● **Problem**: Return the data below exactly, but only from the line containing "[tag] tower cupola" through the line containing "[tag] red brick", with both of those lines included.

● **Source material**:

+ + + + +

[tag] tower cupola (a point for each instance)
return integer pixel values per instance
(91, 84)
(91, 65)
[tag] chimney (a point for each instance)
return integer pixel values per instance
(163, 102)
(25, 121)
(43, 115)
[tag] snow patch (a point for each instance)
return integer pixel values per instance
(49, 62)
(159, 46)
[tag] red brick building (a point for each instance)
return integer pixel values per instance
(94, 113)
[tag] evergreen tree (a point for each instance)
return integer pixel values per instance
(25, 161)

+ + + + +

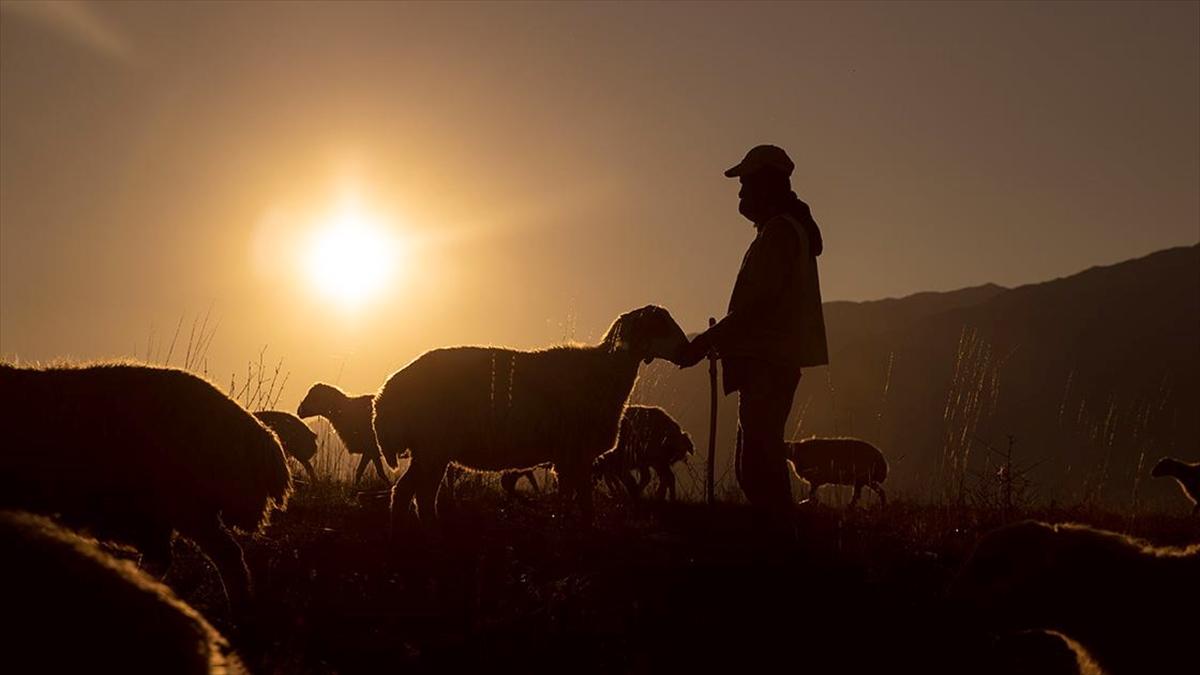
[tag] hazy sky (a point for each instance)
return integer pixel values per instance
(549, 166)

+ + + + +

● **Answer space**:
[tag] tower cupola (a point for each instance)
return integer pixel values per instance
(91, 84)
(91, 65)
[tag] chimney (a point for each instance)
return integer pixel values per instance
(163, 102)
(25, 121)
(43, 115)
[tag] snow patch (a point for each instance)
return integer pixel values per instance
(49, 62)
(159, 46)
[tag] red brick building (a point for each instance)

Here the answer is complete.